### What to do
A word-for-word copy of the whole listing is required.

### Dataset records
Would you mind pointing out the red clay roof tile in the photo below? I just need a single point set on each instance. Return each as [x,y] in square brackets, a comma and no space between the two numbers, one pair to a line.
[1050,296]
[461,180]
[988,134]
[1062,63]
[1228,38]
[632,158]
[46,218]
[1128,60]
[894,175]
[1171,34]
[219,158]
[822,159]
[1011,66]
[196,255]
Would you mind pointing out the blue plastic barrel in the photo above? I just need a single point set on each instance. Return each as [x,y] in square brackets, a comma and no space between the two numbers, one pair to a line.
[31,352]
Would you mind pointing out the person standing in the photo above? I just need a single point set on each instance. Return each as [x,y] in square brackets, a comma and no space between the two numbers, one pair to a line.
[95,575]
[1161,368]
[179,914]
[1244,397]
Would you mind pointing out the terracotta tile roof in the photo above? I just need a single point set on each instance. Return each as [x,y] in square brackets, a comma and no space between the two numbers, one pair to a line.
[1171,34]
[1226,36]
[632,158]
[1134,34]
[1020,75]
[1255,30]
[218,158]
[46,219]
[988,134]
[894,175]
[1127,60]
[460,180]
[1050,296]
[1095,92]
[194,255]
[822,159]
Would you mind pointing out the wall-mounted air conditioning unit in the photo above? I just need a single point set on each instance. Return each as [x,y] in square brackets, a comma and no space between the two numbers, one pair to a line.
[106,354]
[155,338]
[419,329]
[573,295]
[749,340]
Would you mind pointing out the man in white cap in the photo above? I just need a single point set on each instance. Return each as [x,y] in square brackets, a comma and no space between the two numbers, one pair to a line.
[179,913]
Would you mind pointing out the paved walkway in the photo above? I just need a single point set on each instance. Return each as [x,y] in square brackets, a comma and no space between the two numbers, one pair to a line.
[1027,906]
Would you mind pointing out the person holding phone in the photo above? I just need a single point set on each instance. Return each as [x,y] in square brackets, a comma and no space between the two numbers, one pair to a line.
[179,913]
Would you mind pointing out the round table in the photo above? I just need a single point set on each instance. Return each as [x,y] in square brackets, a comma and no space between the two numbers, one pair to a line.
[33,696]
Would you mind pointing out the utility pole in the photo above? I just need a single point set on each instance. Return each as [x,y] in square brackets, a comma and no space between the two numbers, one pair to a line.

### Task response
Would you mind pointing out the red clay roof tile in the photo below? I just need a single point set on each instance. Return each as [x,y] in square brackets, a comma and no space between the two numbers, one pair to a line.
[1050,296]
[461,180]
[988,134]
[1062,63]
[1228,38]
[632,158]
[46,218]
[1128,60]
[894,175]
[1171,34]
[219,158]
[822,159]
[1011,66]
[196,255]
Would you mind pointing out the blue plastic barrel in the photo above? I just need a single point set on each instance. Return each as [x,y] in square brackets, a comma and no space between the two numbers, one pair to a line.
[31,352]
Would you mind pointing out the person standing in the photo above? I just need a single point set on each instance. Return each as [x,y] in square brackets, a comma and no space between the two numbers, one pair to a line.
[95,575]
[1161,368]
[179,914]
[1244,397]
Would you mind pointing out the terracotta tile roof in the photo above? I just need a single point set on each instance. Return each as [x,y] in square brackets, a comma and no space between the two numbers, one pair to a line.
[1171,34]
[1226,36]
[632,158]
[1134,34]
[1020,75]
[1255,30]
[218,158]
[46,219]
[988,134]
[894,175]
[1127,60]
[460,180]
[1050,296]
[1095,92]
[194,255]
[822,159]
Would you mind pointing out the wall-mounted air conditioning unit in the photo above? I just need a single point set on each instance. Return each as [x,y] in square brackets, a comma and no space between the two numbers, one pair to a line.
[106,354]
[155,338]
[419,329]
[573,295]
[749,340]
Would you mind pointing out the man in white cap in the photo above? I just need a single point set on each instance. Return each as [x,y] in square brackets, a comma and no space between the two numbers, one pair to a line.
[179,913]
Would you mind pointing out the paved walkway in the photo above? I just need a single point set on each instance. Return each as [x,y] in square brackets, a comma and no space between the two numbers, one pair to a line.
[1027,906]
Would you mind pointing out the person holding phone in the photo above? I just need a single point set on each instance. Return each as [x,y] in square brackets, a comma and no space between the two numbers, one pair to a line.
[179,913]
Would you mind pointing out the round table in the photo above? I just need a single point set on each instance. Return each as [x,y] in square brackets, a comma and no space between the two numbers, one pair to a line.
[33,696]
Would you mind pointing out the utility pole in the photo above? I just need a single point set on each instance. Return each as [x,y] in square brackets, a comma and no space between the two numbers, one pair to a line.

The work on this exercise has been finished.